* start Records supplied *

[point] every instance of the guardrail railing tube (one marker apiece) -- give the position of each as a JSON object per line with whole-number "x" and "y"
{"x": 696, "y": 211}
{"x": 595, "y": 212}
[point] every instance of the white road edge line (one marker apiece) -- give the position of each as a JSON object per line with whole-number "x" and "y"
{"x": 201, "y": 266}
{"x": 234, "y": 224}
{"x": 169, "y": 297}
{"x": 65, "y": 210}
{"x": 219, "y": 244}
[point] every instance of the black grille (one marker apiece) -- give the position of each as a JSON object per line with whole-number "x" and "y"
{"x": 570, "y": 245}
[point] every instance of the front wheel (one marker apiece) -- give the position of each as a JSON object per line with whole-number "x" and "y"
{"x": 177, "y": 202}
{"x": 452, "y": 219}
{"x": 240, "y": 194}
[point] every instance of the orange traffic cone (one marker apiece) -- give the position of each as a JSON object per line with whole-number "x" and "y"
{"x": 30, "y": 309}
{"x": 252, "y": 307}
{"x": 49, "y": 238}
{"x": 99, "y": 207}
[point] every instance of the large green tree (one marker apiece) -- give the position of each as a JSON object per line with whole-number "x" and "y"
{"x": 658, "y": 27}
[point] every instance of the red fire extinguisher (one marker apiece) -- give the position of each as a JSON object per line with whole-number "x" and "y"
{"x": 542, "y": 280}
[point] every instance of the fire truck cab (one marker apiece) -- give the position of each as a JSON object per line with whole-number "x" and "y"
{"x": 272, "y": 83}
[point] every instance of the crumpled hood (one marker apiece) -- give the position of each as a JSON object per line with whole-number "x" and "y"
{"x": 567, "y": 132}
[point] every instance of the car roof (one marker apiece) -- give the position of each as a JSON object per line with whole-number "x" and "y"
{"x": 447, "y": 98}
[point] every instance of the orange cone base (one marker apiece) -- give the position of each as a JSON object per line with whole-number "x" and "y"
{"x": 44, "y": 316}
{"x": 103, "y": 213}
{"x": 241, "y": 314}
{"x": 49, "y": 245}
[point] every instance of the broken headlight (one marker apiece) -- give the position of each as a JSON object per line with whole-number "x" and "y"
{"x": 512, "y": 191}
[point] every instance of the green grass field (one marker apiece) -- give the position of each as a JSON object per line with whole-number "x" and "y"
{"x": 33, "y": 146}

* end Records supplied *
* start Records supplied *

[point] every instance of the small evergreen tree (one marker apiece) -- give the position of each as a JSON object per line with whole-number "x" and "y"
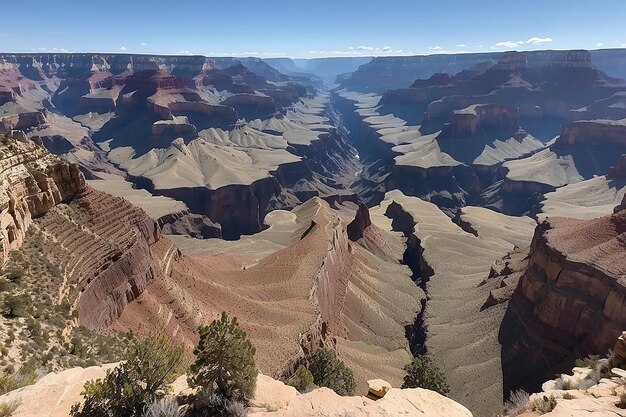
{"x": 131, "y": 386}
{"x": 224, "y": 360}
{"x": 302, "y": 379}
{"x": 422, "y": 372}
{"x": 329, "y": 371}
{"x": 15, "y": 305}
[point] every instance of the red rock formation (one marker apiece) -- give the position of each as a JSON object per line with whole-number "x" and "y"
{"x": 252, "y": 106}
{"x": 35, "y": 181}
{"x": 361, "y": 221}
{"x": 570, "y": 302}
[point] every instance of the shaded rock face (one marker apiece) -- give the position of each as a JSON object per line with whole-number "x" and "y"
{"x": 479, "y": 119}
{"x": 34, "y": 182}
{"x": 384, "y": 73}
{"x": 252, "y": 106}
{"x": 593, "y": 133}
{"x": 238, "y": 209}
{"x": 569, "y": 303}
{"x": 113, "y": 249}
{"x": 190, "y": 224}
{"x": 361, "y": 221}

* end Records supplied *

◆ **What this task involves**
Show every line in the material above that contains the word "rock". Only matches with the same capitalization count.

◆ **Task output**
[point] every instance of the red rock formation (one marker apiece) -- give the position of each as a JSON object per line with whole-number "x" and "y"
[point] every instance of the shaded rock face (one marker apiece) -- give the position of each as a JSON object per line with whole-number "x" and "y"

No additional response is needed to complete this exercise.